→ Document passage:
◆ ◆ ◆ ◆ ◆

The development comes after British Prime Minister Theresa May accused Moscow of sarcasm, contempt and defiance in its response to London's ultimatum, and alleges that Russia is behind the attack.
Sputnik discussed this with Professor Alastair Hay, a toxicologist at the University of Leeds and a leading expert in the toxic properties of chemical warfare agents. He is a member of the British government's advisory group on chemical warfare.
Alastair Hay: Why it hasn't shared more at this stage I don't know, I had some suspicions but I don't know for certain. I have no doubt about the evidence that was collected and the identity of the chemical. The laboratory at Porton Down, the defense science and technology laboratory is world-class, they are very reputable, so their identification of the nerve agent is almost certainly correct, but there will be other police evidence and other evidentiary material that would have been collected and I'm not privy to any of that, so I assume that all of this information that has been put together is the basis for the UK's position.
Sputnik: The substance called Novichok is said to be extremely lethal can you comment on the fact that it wasn't lethal in the case of Skripal and his daughter?
Alastair Hay: There has been difficulty defining the exact chemical structures of this so-called Novichok family of chemicals, they are phosphate chemicals, they all operate in a similar way to block messages between nerves and muscles. The Skripals almost certainly had a lethal dose, and they are surviving simply because of the medical treatment they've received, have they not had that, they would almost certainly have died.

◆ ◆ ◆ ◆ ◆

→ Task 1:
Answer these from the Novichok interview:
(a) At which university is Alastair Hay a toxicologist?
(b) Which laboratory identified the nerve agent?
(c) According to Hay, why are the Skripals surviving?
→ Task 2: Turn the paragraph of the Novichok interview that begins "There has been difficulty defining" into a short bulleted list that keeps its main facts.

[Referring expression pointing data]
◆ ◆ ◆ ◆ ◆

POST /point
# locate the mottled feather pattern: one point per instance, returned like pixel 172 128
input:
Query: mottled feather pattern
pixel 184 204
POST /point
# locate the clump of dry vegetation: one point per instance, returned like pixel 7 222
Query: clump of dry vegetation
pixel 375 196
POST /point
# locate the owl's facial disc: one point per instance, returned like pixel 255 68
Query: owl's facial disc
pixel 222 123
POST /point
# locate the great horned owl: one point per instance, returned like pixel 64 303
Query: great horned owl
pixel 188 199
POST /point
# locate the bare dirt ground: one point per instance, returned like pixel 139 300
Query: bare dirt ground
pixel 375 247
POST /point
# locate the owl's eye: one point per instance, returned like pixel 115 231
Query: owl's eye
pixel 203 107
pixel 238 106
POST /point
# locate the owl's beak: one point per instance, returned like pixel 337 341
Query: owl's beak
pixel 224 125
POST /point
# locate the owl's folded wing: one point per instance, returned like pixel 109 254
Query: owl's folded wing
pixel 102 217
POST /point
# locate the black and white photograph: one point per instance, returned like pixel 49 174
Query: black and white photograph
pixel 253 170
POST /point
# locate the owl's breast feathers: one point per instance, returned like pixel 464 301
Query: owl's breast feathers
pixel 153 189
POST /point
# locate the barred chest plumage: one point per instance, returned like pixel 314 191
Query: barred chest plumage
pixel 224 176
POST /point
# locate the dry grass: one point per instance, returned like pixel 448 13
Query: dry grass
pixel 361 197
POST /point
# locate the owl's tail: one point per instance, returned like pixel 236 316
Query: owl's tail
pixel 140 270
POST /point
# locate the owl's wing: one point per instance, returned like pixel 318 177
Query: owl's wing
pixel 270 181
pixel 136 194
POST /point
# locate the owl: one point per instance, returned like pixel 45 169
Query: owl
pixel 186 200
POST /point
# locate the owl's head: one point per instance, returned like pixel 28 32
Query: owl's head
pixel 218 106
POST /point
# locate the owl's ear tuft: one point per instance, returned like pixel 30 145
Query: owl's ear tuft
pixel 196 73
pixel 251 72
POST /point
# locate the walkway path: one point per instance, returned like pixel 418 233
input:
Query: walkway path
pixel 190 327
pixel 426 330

◆ ◆ ◆ ◆ ◆

→ Response 1:
(a) The University of Leeds.
(b) The laboratory at Porton Down, the defense science and technology laboratory.
(c) Because of the medical treatment they've received.

→ Response 2:
- The exact chemical structures of the so-called Novichok family have been difficult to define.
- They are phosphate chemicals that all work in a similar way, blocking messages between nerves and muscles.
- The Skripals almost certainly had a lethal dose.
- They are surviving only because of the medical treatment they've received. Without it, they would almost certainly have died.